● **Your tasks**
1 – Decide whether each statement below agrees with the shareholder meeting notice. Answer yes or no for each, and quote the words of the notice that decide it.
(a) Shareholders of record at the close of business on December 31, 2013 may vote at the Meeting.
(b) A completed proxy form must arrive at least 24 hours before the Meeting.
(c) A shareholder who mails a proxy form in the United States to the United States transfer agent must pay postage.
2 – Pick up the shareholder meeting notice after its final sentence and write what comes next.

Shareholders of record at the close of business on December 31, 2013 are entitled to notice of, to participate in and to vote at the Meeting. All shareholders are cordially invited to attend the Meeting in person.
Shareholders who are unable to attend the Meeting in person will be requested to complete, date and sign a form of proxy and return it promptly in the pre-addressed envelope that will be provided, so as to be received not less than forty eight (48) hours in advance of the Meeting. No postage will be required if it is mailed in the United States to our United States transfer agent, American Stock Transfer & Trust Company. Shareholders who attend the Meeting in person may revoke their proxies and vote their Shares at the Meeting.
If your shares in the Company are held in “street name” (meaning held through a bank, broker or other nominee), you will be able to either direct the record holder of your Shares on how to vote your shares (including via www.proxyvote.com) or obtain a legal proxy from the record holder to enable you to participate in and to vote your shares at the Meeting (or to appoint a proxy to do so).

● **Source data**

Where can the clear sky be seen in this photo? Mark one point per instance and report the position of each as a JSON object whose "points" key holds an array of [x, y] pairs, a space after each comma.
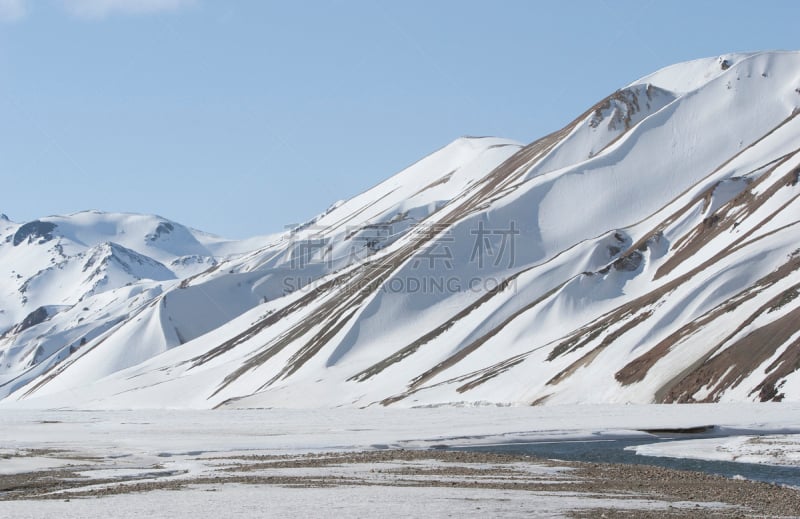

● **The results**
1 –
(a) Yes: "Shareholders of record at the close of business on December 31, 2013 are entitled to notice of, to participate in and to vote at the Meeting."
(b) No: "so as to be received not less than forty eight (48) hours in advance of the Meeting"
(c) No: "No postage will be required if it is mailed in the United States to our United States transfer agent"

2 –
Joint holders of Shares in the Company should take note that, pursuant to our articles of association, the vote of the senior of joint holders of any Share who tenders a vote, whether in person or by proxy, will be accepted to the exclusion of the vote(s) of the other holder(s) of the Share, and for this purpose seniority will be determined by the order of registration of the joint holders in the register of shareholders.
| By order of the Board of Directors, Harel Beit-On Chairman of the Board of Directors Zipora Ozer-Armon Chief Executive Officer |
SIGNATURES
Pursuant to the requirements of the Securities Exchange Act of 1934, the registrant has duly caused this report to be signed on its behalf by the undersigned, thereunto duly authorized.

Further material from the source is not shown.